## Tasks to complete
1: In the text about the episode "Christopher," shorten the paragraph beginning "\"Christopher\" was first broadcast" into a list that keeps its main facts.
2: Retype the part of the text about the episode "Christopher" that opens with the words containing "In the same" and closes with "mistreatment of Italian-Americans.".

## Text segment

=-=-=-=-=

Silvio's rant at the end of the episode and Tony's subsequent counter-rant showcase the unique historical status of Italian-Americans and their whiteness. Tony's rant also mentions Gary Cooper, an actor whom Tony idolizes and nicknames "the strong silent type.", the rant has been noted to be almost identical to Tony's rant in "The Sopranos".

In the same rant, Tony is angered by the fact that Silvio labelled Cooper a "Madigan", a derogatory term used to refer to non-Italians. Despite these themes, because of Silvio's role on the show as comic relief, the main plot ultimately ends up being little more than a joke and is detached from the secondary plot of the episode, focusing on the death of Bobby's wife, Karen. The final scene also makes use of "Dawn (Go Away)", a 1964 song by American band the Four Seasons. In American critic Matt Zoller Seitz's 2019 book, The Sopranos Sessions, show-creator and show-runner David Chase explained that the song was used due to the Four Seasons being made up of Italian-Americans, meshing with Tony and Silvio's conversation about the historical mistreatment of Italian-Americans.

== Release ==
"Christopher" was first broadcast on HBO on September 29, 2002, on the show's usual prime-time spot of 9 p.m. Eastern Standard Time. It was viewed by 10.79 million viewers during its original airing. 6.5% of all households in America viewed the episode during its initial airing, a small decline of 0.2% from the previous episode, "No Show".

"Christopher" was first released on home video in the United States on October 28, 2003, in The Complete Fourth Season DVD boxset, where it was featured on the first disk. It was later featured as part of The Complete Series DVD boxset in 2008 and then again as part of the same boxset on Blu-ray in 2014.

=-=-=-=-=

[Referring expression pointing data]

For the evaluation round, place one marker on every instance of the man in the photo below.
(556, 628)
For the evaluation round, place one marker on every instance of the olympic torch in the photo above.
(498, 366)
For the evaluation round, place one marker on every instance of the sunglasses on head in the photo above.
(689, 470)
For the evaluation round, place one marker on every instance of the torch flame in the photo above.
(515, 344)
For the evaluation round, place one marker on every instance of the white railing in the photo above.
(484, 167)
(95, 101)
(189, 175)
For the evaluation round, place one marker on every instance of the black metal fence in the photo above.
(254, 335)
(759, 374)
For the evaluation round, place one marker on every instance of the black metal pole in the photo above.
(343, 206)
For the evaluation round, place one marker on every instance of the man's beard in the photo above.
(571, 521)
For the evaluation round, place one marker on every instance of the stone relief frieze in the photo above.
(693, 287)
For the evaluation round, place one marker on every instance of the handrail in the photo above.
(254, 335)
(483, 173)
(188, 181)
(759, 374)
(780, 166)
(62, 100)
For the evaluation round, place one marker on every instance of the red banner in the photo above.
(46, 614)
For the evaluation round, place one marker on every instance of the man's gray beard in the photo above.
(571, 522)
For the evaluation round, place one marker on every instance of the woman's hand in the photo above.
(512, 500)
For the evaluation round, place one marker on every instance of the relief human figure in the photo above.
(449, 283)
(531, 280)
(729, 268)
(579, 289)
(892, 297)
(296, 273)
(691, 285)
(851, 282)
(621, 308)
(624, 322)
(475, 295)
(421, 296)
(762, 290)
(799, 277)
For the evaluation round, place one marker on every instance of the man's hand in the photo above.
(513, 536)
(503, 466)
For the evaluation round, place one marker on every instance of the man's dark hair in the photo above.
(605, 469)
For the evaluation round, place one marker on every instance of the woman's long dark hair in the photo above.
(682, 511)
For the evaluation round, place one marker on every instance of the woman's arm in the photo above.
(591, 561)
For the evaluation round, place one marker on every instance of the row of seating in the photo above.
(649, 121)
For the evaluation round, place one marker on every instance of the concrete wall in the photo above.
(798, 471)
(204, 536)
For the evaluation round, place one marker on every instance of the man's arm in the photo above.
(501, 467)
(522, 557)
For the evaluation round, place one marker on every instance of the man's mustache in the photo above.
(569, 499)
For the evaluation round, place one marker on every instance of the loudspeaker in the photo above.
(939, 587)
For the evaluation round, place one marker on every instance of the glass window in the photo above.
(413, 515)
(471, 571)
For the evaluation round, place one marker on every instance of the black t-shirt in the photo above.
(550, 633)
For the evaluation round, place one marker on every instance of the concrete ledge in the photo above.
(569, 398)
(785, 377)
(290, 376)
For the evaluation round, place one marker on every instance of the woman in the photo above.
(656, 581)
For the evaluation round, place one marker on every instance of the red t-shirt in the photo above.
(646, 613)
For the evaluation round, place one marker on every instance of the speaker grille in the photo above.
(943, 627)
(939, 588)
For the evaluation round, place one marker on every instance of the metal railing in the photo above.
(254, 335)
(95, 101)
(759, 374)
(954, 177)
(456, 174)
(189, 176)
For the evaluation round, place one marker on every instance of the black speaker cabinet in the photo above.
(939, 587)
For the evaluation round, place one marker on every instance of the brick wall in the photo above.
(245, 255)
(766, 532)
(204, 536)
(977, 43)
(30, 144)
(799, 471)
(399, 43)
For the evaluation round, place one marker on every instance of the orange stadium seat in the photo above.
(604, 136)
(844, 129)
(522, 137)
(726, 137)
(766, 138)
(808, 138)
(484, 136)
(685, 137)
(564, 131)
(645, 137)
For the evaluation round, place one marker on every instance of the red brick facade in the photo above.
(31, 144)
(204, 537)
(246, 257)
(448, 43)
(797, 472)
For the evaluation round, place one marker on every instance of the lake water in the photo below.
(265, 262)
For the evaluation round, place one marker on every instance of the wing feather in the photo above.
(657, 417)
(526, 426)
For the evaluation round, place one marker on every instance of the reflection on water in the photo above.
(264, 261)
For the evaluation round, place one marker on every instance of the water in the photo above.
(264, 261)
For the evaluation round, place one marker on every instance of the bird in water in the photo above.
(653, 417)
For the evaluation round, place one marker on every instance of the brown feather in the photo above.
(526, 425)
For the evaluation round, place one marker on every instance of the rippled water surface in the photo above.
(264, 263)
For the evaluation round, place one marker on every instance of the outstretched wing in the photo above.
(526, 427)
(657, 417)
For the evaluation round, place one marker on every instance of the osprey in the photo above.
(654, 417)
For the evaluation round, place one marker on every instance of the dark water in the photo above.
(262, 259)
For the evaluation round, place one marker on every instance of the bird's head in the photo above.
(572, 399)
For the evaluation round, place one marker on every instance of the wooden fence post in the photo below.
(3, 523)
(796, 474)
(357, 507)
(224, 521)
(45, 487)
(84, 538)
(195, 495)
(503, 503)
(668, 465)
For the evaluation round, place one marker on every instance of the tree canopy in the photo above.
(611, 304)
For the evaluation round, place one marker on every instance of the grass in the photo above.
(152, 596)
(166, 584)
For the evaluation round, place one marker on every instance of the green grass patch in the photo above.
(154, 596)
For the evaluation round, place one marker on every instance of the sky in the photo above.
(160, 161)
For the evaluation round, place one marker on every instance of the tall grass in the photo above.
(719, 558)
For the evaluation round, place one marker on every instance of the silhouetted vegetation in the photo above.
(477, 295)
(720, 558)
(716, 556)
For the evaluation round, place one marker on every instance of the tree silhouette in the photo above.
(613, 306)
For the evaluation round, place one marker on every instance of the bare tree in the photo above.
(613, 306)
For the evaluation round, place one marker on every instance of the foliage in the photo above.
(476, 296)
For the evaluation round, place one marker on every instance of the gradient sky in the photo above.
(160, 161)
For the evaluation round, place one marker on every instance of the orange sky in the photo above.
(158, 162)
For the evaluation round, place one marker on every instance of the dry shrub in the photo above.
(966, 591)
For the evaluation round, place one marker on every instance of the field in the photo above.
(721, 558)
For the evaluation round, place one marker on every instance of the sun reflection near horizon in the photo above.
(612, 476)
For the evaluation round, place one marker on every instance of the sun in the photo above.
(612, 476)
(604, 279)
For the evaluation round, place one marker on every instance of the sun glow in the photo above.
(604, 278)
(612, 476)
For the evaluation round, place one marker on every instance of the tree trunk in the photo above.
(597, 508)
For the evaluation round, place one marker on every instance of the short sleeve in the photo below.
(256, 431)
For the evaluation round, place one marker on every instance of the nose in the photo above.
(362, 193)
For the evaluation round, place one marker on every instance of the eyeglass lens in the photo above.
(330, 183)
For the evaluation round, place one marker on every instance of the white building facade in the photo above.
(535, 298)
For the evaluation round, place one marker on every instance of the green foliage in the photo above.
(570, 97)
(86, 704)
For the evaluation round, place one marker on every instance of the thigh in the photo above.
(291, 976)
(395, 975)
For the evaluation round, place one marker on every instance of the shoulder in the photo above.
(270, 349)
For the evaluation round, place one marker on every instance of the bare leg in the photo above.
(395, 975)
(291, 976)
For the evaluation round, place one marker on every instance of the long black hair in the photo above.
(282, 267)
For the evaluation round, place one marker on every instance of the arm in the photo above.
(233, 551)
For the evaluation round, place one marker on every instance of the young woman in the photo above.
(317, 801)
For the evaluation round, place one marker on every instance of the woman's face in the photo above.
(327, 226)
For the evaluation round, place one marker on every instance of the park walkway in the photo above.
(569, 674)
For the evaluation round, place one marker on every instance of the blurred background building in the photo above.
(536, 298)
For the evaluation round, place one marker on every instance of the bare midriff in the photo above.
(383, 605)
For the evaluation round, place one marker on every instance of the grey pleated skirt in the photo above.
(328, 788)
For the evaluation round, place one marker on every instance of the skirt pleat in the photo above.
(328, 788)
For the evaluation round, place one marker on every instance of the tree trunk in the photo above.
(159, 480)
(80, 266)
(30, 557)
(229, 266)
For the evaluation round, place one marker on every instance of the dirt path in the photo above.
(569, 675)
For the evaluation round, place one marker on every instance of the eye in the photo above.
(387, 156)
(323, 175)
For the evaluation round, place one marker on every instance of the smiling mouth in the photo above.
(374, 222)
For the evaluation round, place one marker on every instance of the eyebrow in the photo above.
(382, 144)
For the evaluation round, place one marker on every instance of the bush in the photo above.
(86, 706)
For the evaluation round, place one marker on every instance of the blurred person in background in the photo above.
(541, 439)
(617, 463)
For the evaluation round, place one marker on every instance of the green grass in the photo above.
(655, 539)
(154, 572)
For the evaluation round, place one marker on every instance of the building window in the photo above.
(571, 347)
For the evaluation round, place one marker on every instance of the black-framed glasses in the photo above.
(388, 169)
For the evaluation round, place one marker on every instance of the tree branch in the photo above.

=-=-=-=-=

## Responses by item number
1:
- First broadcast on HBO on September 29, 2002, at 9 p.m. Eastern Standard Time, the show's usual prime-time spot
- Viewed by 10.79 million viewers during its original airing
- Watched by 6.5% of all American households, down 0.2% from the previous episode, "No Show"

2:
In the same rant, Tony is angered by the fact that Silvio labelled Cooper a "Madigan", a derogatory term used to refer to non-Italians. Despite these themes, because of Silvio's role on the show as comic relief, the main plot ultimately ends up being little more than a joke and is detached from the secondary plot of the episode, focusing on the death of Bobby's wife, Karen. The final scene also makes use of "Dawn (Go Away)", a 1964 song by American band the Four Seasons. In American critic Matt Zoller Seitz's 2019 book, The Sopranos Sessions, show-creator and show-runner David Chase explained that the song was used due to the Four Seasons being made up of Italian-Americans, meshing with Tony and Silvio's conversation about the historical mistreatment of Italian-Americans.